What is needed ->
For this task, copy all of the data below exactly and skip the pictures.
##############################
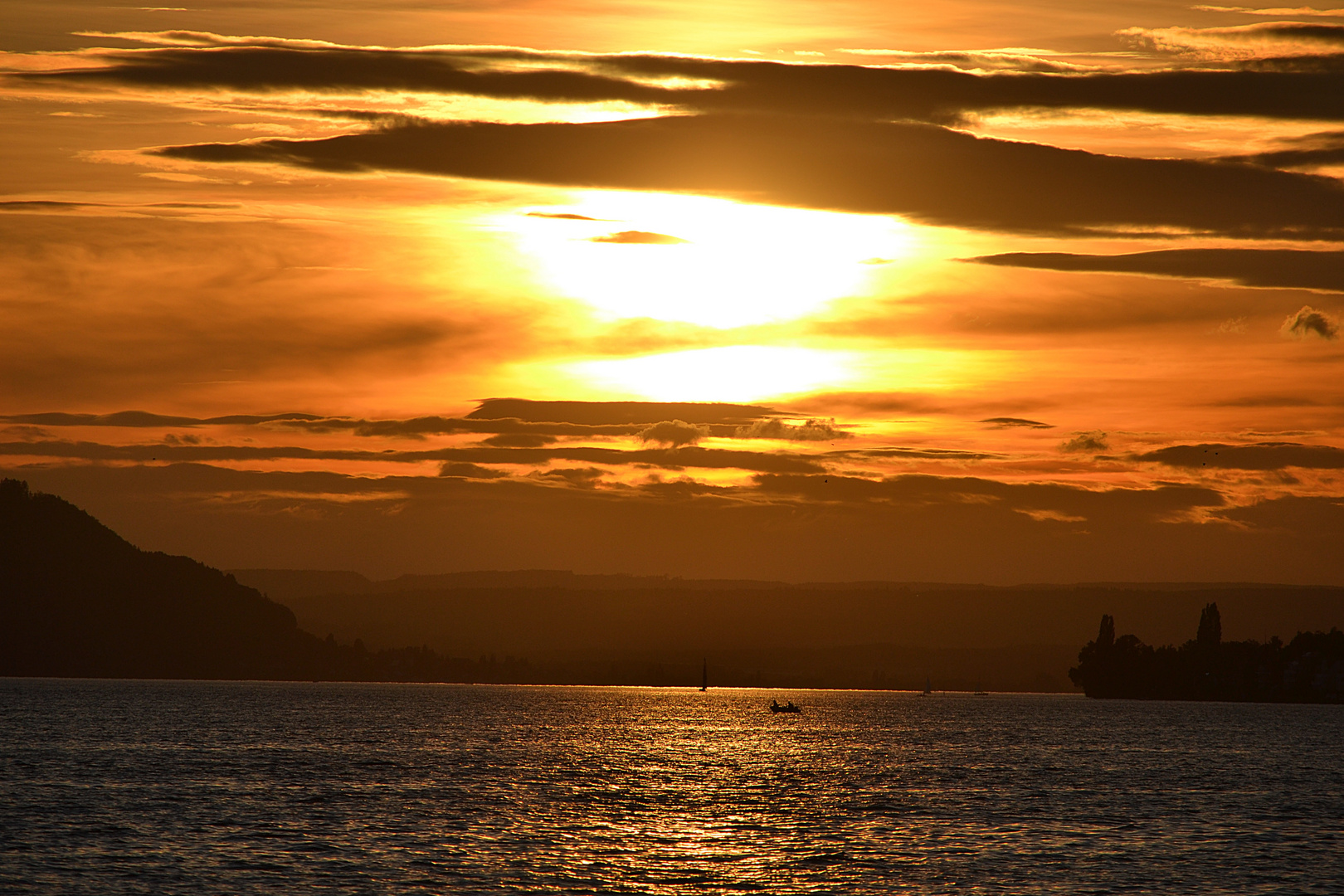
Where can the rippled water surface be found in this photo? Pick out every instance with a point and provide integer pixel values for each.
(241, 787)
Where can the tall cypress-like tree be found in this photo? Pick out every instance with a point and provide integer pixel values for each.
(1210, 627)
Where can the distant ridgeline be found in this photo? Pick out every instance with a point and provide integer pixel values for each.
(77, 599)
(1307, 670)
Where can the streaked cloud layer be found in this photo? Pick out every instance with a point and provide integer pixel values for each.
(858, 295)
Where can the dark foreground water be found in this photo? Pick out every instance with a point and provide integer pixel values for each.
(244, 787)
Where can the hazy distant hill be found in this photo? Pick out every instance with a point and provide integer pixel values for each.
(539, 610)
(77, 599)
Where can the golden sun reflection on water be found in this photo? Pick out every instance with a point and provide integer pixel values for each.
(714, 262)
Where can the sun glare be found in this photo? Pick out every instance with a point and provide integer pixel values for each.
(714, 262)
(732, 373)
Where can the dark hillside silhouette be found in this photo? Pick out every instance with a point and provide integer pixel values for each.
(1307, 670)
(77, 599)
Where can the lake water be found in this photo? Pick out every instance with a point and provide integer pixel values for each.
(245, 787)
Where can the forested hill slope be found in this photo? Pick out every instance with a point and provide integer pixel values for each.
(77, 599)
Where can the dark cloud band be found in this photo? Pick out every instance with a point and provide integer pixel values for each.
(926, 173)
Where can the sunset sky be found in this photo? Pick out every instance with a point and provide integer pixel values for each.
(806, 290)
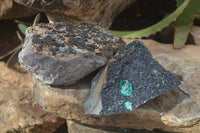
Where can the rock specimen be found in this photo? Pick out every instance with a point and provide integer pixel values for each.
(62, 53)
(19, 112)
(102, 12)
(174, 111)
(129, 80)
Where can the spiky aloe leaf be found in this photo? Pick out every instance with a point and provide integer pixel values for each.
(154, 28)
(192, 10)
(181, 34)
(184, 23)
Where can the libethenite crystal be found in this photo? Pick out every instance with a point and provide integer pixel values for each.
(129, 80)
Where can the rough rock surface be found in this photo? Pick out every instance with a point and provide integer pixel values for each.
(76, 127)
(129, 80)
(95, 11)
(175, 111)
(12, 10)
(63, 53)
(18, 110)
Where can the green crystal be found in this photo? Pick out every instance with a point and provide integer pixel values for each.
(126, 88)
(128, 106)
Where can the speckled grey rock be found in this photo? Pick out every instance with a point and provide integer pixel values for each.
(63, 53)
(129, 80)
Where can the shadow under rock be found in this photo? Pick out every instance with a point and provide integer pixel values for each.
(167, 101)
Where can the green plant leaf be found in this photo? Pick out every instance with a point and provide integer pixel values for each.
(181, 34)
(22, 28)
(154, 28)
(192, 10)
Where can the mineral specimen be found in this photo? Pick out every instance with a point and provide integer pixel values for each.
(129, 80)
(62, 53)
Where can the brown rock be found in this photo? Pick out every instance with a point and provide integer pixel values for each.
##############################
Written answer ->
Where can the rippled water surface be found in this photo? Pick out every instance with a point and provide integer pixel values for each.
(241, 787)
Where can the tall cypress-like tree be found in this photo? Pick out every instance with a point and provide integer pixel values for each.
(1210, 627)
Where can the distant ridgeline be found in this photo? Pick out every instance with a point and provide integer pixel values for each.
(77, 599)
(1307, 670)
Where can the streaked cloud layer be found in this photo? Pick out every instance with a point and provide integer pixel values for each.
(858, 295)
Where can the dark foreground water be found in this photo? Pick out every instance with a point and provide integer pixel values for each.
(244, 787)
Where can the hazy distant hill be found in this photo? Pick out every instance with a point and provide integer pixel values for each.
(539, 610)
(77, 599)
Where can the golden sun reflection on water be found in this photo? Pick out every instance with a point and provide integer pixel values for each.
(714, 262)
Where can the sun glare be found in this photo? Pick out every instance with a point and provide integer pixel values for each.
(714, 262)
(732, 373)
Where can the dark hillside silhouette be found in this photo? Pick out every instance with a point and provide integer pixel values for each.
(1307, 670)
(77, 599)
Where can the lake water be found in this photo? Pick out every instance with a point and provide integer pixel values for each.
(245, 787)
Where can the forested hill slope be found in this photo? Pick out every instance with a point and provide integer pixel values for each.
(77, 599)
Where can the dark cloud band be found in this photo? Pick out every instance with a point and provide integer pixel values for each.
(926, 173)
Where can the sunset sky be found in this photo? Pick out every instance with a point and provide integer pixel values for each.
(806, 290)
Where can the rock specimen be found in this photo? Pick out every instance with a point and provide integer pixel values for each.
(62, 53)
(19, 112)
(102, 12)
(174, 111)
(129, 80)
Where can the spiky aloe leaf be found in this photo? Pick out every instance with a point and provide integer pixel values for each.
(154, 28)
(192, 10)
(181, 34)
(184, 23)
Where can the libethenite crystal be found in this photo? Pick out every instance with a point and provide integer pixel values for each.
(129, 80)
Where can the rough rock surface be found in this photo? Pick out every instance with a point and provide integer pixel values for each.
(76, 127)
(129, 80)
(95, 11)
(175, 111)
(12, 10)
(63, 53)
(18, 110)
Where can the green crystal be found in this photo? Pick out every instance with a point and provide integer pixel values for each.
(126, 88)
(128, 106)
Where can the speckled grey rock be found in this photo? Pick out every instance with a point and provide integer pixel values for each.
(63, 53)
(129, 80)
Where can the shadow under rock be found in this photo? Pick out every instance with a point and provide integer pixel values for each.
(167, 101)
Where can the green plant leaf be found in this photo? Pick out every instance with a point and provide integer pixel values for each.
(181, 34)
(22, 28)
(154, 28)
(192, 10)
Where can the mineral specimen be found in this photo? Pick out every instance with a point and provide integer pixel values for each.
(129, 80)
(62, 53)
Where can the brown rock be found in this photo? Pick out every instance with a point and provide integer pixel values for each.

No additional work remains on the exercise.